┌────────
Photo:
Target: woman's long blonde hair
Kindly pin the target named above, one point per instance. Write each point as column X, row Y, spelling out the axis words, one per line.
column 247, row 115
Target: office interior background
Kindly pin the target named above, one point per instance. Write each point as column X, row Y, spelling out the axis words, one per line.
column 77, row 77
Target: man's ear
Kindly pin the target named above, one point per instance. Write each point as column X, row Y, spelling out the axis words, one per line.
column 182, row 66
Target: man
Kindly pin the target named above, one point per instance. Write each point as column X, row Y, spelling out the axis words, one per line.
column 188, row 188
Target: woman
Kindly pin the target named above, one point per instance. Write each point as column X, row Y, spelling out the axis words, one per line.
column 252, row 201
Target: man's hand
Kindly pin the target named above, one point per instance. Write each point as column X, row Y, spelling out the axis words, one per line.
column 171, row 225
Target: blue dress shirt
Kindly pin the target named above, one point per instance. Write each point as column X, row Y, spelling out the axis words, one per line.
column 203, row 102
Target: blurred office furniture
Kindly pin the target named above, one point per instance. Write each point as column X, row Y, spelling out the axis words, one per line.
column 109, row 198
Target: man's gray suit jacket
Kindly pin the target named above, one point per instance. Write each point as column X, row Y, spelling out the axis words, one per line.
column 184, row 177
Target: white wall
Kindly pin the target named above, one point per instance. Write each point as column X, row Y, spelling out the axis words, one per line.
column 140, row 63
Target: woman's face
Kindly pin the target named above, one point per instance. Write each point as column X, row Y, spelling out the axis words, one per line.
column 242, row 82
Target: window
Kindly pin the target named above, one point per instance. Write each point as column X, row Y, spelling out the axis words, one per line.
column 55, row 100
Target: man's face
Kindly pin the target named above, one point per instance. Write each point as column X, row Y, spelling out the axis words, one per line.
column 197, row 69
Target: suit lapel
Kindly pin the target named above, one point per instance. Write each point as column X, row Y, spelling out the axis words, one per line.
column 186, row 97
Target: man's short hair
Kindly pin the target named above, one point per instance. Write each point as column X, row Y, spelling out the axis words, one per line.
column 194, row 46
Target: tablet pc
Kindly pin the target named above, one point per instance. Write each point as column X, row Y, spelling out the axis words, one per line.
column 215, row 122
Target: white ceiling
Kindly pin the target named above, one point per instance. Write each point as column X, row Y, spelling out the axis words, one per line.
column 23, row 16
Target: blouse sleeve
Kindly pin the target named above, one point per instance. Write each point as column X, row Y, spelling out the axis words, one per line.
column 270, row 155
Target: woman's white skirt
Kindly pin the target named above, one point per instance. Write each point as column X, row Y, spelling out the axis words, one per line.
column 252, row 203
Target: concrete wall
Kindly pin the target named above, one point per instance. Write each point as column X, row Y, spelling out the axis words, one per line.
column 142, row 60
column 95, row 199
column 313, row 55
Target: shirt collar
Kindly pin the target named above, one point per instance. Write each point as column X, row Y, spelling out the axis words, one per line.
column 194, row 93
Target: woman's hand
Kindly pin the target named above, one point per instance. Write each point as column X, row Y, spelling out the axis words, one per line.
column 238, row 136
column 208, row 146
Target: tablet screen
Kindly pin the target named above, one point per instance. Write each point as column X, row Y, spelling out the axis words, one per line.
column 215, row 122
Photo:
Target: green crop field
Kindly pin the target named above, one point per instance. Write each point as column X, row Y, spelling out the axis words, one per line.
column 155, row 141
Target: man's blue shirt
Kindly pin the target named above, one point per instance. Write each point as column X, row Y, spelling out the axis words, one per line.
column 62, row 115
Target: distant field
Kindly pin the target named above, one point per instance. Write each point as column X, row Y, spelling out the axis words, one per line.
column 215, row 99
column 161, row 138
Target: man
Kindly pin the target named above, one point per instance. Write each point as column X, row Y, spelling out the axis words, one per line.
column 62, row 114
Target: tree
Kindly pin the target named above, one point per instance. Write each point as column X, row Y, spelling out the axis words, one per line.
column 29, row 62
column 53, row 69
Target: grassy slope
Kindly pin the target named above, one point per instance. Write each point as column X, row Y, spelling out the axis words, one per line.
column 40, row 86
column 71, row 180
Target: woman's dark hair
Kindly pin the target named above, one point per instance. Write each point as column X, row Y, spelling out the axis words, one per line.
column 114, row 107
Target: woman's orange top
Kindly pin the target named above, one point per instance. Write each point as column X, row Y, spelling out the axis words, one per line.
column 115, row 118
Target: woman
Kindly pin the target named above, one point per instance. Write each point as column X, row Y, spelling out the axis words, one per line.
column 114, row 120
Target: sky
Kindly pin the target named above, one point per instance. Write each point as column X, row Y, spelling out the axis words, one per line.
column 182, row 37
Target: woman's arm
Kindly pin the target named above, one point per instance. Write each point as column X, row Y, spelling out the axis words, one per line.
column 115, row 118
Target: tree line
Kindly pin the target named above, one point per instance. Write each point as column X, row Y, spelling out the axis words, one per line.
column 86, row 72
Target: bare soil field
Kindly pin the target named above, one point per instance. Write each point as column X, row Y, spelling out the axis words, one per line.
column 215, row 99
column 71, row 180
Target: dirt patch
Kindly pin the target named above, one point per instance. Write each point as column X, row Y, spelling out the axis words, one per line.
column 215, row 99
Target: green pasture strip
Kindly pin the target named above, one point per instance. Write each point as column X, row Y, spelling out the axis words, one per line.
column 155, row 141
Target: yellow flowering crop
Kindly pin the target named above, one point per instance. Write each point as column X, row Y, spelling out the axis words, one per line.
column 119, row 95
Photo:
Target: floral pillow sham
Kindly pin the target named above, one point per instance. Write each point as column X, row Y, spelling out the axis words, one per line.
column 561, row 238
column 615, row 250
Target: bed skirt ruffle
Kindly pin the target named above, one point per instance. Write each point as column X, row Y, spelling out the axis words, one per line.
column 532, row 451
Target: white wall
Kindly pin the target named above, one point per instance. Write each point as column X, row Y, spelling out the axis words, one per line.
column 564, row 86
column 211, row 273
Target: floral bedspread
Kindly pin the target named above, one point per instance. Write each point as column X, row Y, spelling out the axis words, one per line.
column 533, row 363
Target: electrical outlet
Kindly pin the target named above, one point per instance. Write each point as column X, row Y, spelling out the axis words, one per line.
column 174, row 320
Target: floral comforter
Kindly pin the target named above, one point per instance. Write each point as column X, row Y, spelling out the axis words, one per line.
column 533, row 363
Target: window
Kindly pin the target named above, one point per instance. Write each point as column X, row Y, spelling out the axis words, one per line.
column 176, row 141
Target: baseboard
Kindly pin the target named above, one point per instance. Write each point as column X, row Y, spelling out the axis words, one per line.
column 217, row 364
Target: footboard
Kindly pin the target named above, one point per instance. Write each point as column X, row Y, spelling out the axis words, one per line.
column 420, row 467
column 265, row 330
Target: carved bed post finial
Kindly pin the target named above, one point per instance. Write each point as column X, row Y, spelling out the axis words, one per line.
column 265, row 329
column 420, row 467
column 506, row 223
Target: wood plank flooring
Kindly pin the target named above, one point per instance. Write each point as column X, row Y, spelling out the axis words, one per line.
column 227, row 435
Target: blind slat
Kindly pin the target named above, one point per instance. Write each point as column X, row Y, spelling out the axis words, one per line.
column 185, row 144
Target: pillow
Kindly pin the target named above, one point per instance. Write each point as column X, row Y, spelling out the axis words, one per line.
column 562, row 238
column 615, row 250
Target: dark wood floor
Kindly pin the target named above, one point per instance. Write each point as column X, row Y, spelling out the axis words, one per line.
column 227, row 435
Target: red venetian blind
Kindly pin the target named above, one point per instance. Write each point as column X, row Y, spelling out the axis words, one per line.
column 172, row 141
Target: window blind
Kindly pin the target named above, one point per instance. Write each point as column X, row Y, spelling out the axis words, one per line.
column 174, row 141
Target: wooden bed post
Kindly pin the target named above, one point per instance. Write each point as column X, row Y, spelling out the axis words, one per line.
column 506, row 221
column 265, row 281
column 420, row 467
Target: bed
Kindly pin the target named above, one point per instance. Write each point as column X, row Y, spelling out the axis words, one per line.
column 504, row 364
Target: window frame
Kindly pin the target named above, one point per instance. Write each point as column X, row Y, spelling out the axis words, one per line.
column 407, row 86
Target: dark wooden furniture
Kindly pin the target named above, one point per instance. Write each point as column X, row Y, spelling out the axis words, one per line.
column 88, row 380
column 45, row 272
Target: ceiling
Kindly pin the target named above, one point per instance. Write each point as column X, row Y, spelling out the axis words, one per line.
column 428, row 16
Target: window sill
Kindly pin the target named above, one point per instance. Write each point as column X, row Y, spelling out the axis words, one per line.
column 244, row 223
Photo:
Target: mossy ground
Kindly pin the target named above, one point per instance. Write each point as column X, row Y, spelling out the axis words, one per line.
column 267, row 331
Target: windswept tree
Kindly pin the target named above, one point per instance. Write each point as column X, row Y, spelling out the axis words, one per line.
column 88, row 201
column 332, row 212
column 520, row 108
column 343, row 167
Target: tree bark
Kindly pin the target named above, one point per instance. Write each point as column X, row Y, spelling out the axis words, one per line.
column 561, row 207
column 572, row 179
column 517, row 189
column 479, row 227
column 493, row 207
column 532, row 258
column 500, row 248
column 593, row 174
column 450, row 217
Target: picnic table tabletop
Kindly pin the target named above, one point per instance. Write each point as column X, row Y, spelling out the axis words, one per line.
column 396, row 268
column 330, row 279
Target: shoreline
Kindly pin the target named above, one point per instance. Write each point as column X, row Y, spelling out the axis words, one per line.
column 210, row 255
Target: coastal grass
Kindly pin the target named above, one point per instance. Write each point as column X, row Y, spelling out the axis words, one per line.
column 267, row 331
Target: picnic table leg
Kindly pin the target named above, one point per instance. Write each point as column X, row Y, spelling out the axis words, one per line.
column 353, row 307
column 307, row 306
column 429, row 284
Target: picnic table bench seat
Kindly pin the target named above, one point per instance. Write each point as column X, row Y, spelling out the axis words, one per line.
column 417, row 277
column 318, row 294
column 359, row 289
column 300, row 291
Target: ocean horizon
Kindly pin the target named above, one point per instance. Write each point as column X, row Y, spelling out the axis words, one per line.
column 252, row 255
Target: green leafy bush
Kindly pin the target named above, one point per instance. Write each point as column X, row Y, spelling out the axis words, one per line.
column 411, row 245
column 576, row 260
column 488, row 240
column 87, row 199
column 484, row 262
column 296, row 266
└────────
:: Job ::
Reproduce verbatim the lines of the material between the line containing "Target: ocean horizon" and the line containing "column 252, row 255", inclusive.

:: Solution to the exercise ::
Target: ocean horizon
Kindly pin the target named above, one point per instance. Write each point as column X, row Y, spelling out the axis words, one per line.
column 252, row 255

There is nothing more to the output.